BEGIN RECORDS FOR THE EXERCISE
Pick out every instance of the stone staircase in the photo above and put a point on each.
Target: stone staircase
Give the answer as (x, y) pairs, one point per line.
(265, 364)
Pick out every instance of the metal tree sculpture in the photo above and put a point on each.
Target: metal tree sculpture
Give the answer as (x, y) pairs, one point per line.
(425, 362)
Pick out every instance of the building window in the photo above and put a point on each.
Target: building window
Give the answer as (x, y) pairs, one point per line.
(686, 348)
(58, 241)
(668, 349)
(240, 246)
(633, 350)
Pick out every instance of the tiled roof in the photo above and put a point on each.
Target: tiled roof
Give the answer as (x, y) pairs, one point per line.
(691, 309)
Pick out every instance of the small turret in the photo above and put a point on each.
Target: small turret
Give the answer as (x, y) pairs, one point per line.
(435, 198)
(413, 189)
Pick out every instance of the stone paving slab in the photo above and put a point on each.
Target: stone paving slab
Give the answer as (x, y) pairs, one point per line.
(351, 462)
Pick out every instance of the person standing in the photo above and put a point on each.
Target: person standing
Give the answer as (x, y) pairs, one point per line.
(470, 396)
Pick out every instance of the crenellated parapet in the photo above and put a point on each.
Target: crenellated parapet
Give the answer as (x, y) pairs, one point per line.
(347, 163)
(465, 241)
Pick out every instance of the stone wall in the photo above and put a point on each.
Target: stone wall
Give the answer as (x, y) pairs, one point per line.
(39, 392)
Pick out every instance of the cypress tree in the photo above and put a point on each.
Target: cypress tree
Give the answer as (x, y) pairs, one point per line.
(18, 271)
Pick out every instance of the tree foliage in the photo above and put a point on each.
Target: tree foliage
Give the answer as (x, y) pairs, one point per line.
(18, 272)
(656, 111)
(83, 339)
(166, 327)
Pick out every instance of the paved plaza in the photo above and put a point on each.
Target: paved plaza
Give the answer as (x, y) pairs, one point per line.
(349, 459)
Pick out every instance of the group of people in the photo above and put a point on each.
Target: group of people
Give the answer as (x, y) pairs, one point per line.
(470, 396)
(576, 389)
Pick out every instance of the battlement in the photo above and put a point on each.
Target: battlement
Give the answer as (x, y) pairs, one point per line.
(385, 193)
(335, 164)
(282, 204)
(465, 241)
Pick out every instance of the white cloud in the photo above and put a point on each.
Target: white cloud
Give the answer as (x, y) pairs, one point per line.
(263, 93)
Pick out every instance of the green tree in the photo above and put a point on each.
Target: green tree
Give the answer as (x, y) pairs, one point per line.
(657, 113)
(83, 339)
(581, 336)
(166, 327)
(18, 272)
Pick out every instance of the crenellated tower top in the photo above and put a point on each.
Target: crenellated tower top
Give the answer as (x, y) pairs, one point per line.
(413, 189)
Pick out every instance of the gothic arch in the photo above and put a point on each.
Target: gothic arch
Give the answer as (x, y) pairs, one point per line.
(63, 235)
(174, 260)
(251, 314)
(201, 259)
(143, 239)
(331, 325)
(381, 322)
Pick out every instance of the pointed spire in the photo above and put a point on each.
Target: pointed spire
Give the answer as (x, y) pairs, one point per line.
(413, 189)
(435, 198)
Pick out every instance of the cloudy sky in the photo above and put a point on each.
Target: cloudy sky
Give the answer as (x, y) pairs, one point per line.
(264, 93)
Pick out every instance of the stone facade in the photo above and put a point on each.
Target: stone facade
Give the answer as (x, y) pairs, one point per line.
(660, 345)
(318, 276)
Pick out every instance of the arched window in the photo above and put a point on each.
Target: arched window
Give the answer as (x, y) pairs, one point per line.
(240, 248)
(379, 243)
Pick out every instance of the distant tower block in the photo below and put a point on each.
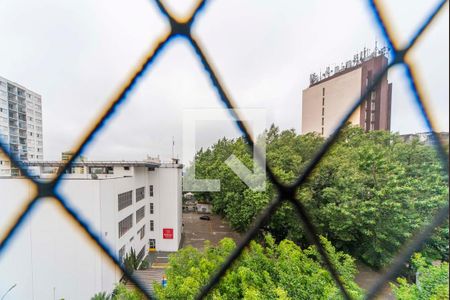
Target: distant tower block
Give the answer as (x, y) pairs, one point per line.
(328, 98)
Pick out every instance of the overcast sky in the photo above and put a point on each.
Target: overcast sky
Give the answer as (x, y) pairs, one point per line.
(77, 53)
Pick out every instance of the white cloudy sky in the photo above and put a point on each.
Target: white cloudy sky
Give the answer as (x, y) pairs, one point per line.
(77, 53)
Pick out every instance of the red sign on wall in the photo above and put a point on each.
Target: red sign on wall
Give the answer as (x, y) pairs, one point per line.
(168, 233)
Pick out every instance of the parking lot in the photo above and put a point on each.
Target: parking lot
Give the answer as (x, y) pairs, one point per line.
(197, 231)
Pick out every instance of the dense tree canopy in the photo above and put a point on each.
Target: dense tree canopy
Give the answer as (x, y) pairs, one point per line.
(369, 194)
(431, 282)
(274, 271)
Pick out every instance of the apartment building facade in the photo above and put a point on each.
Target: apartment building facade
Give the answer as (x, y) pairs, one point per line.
(332, 94)
(129, 205)
(20, 125)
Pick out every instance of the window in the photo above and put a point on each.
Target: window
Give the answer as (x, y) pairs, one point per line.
(125, 225)
(141, 232)
(140, 194)
(121, 253)
(125, 200)
(141, 254)
(140, 214)
(152, 225)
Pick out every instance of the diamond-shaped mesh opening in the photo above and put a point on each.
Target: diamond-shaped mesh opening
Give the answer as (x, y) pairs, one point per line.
(285, 193)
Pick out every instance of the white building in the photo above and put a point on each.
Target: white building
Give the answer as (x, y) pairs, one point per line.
(129, 204)
(20, 124)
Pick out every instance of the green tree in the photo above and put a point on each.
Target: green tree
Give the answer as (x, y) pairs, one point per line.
(272, 271)
(370, 193)
(431, 282)
(131, 262)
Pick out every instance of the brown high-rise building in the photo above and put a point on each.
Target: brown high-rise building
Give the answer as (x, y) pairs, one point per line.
(331, 94)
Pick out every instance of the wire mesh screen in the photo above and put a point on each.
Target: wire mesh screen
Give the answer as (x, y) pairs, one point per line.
(285, 193)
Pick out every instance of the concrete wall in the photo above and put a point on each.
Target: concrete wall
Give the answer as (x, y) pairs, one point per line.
(340, 93)
(51, 258)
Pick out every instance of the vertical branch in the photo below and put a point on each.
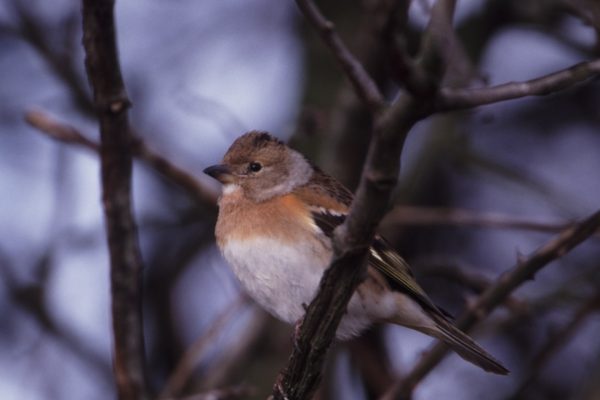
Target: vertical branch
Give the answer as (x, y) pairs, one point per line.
(111, 104)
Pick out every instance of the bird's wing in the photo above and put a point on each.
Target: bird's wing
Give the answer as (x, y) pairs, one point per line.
(328, 201)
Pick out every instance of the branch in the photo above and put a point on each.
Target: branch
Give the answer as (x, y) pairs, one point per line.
(111, 104)
(556, 341)
(300, 378)
(456, 99)
(497, 294)
(68, 134)
(351, 241)
(363, 84)
(419, 216)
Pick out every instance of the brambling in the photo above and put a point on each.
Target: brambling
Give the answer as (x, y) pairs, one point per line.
(277, 214)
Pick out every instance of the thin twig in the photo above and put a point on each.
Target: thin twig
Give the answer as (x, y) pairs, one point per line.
(557, 341)
(456, 99)
(363, 84)
(68, 134)
(524, 270)
(111, 104)
(192, 355)
(300, 378)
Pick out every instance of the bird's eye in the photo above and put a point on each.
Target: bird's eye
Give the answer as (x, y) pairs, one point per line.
(254, 167)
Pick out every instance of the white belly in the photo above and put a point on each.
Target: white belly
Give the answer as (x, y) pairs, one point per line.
(281, 278)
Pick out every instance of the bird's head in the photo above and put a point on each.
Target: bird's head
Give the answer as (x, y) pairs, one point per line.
(262, 166)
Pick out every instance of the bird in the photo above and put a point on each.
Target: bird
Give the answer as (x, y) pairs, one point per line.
(277, 214)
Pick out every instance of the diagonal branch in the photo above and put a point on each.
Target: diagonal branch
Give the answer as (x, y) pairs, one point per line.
(556, 342)
(434, 216)
(456, 99)
(363, 84)
(111, 104)
(497, 294)
(68, 134)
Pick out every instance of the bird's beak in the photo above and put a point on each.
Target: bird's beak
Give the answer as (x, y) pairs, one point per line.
(220, 172)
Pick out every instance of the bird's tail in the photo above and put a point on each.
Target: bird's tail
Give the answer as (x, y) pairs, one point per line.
(465, 347)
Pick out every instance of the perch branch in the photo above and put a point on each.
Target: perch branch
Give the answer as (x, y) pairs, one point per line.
(111, 104)
(68, 134)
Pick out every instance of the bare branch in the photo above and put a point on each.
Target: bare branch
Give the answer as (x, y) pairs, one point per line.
(231, 393)
(418, 216)
(365, 87)
(68, 134)
(556, 341)
(111, 104)
(351, 242)
(456, 99)
(497, 294)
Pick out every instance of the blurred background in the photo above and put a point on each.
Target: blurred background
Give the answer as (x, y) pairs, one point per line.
(200, 73)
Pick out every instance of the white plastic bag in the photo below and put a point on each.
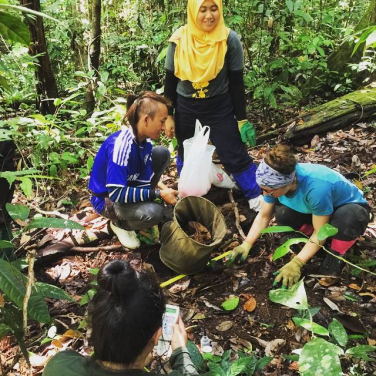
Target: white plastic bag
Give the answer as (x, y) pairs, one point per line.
(219, 178)
(195, 175)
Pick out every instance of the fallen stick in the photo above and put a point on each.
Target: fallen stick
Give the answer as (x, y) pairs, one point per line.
(174, 279)
(236, 211)
(116, 247)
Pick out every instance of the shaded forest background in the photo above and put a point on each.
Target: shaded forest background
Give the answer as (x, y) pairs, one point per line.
(64, 76)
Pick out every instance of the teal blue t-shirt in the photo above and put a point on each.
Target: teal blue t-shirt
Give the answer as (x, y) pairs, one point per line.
(319, 191)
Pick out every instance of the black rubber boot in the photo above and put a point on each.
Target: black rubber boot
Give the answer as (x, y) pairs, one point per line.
(331, 266)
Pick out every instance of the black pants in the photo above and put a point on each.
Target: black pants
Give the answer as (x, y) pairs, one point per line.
(351, 220)
(142, 215)
(218, 114)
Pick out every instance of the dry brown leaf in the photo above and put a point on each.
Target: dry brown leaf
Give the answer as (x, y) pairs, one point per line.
(178, 287)
(250, 305)
(57, 343)
(225, 325)
(328, 281)
(198, 316)
(354, 287)
(274, 347)
(70, 333)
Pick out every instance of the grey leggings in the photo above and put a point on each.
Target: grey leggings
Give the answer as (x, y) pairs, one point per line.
(141, 215)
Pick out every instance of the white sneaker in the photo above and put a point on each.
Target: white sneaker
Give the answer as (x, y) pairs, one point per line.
(128, 239)
(255, 203)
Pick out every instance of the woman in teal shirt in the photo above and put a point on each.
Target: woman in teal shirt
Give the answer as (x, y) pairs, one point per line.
(305, 197)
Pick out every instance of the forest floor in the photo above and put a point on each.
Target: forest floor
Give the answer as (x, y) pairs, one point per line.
(265, 327)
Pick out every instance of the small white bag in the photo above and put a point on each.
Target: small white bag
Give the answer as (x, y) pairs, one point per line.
(219, 178)
(195, 175)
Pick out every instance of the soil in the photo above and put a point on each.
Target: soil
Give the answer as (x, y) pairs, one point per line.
(200, 296)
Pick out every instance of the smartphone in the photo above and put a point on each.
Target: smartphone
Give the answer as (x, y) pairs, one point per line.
(170, 318)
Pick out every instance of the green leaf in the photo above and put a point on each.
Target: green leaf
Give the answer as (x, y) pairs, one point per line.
END RECORDS FOR THE EXERCISE
WRITTEN REQUEST: From the line holding "Pick out every instance of the teal" to the last line of the records, quote each line exactly and add nothing.

SOLVED EXERCISE:
Pick out every instance of the teal blue t-shirt in the photo above and put a point on each.
Target: teal blue t-shirt
Give the answer as (x, y) pairs, one point per line.
(319, 191)
Pick out every instance of the black rubber boot in the photo above and put a point on each.
Target: black rubber boot
Give the answer as (x, y) pairs, one point per line.
(331, 266)
Pick out every instance of the black pants in the photo above and put a point on each.
Target: black pants
Give the answer as (x, y) pairs, one point per line.
(351, 220)
(142, 215)
(218, 114)
Pick out every instance of the dry brown leaf in the photo above and put a point on each.
Target: dry brown leaf
Give the answer as (x, y) pairs, one point per line.
(178, 287)
(250, 305)
(57, 343)
(225, 325)
(328, 281)
(198, 316)
(354, 287)
(274, 347)
(70, 333)
Pick out every instance of the grey leggings in the photo above and put a point on each.
Target: grey leggings
Give the answer as (x, y) pairs, one point per line.
(141, 215)
Pick out every instance of the white sneaker in the photo above and put a point on each.
Target: white sneaker
Give the answer as (x, y) pairs, one point per line.
(128, 239)
(255, 203)
Pick out every instance of the woman in teal shirt in the photo above and put a point on each.
Target: woman in teal shirt
Give the answer as (x, y) pairs, one point per line.
(305, 197)
Pick out every instance of the forest floor in the photo above and put a point on each.
Target: forest floor
Give the answer as (x, y) pairs, one point per line.
(265, 327)
Pick out every instance of the small white bag in the photo above and put a point on each.
Target: small white bag
Give the answer as (x, y) pairs, one point per line.
(219, 178)
(195, 175)
Pick out every instance of the soil in the photo above and put a point on each.
Target: soil
Give the answer as (x, y) pairs, one point per line.
(200, 296)
Pick out every instance of the smartphone in the photo above and put a point on each.
Target: smartphone
Give the answer as (x, y) pairs, one point per line.
(170, 318)
Pick out every instance of the green leaf in the photo above and put a point on each.
Target: green leaf
Give the answer as (x, y) pairs, one point per line.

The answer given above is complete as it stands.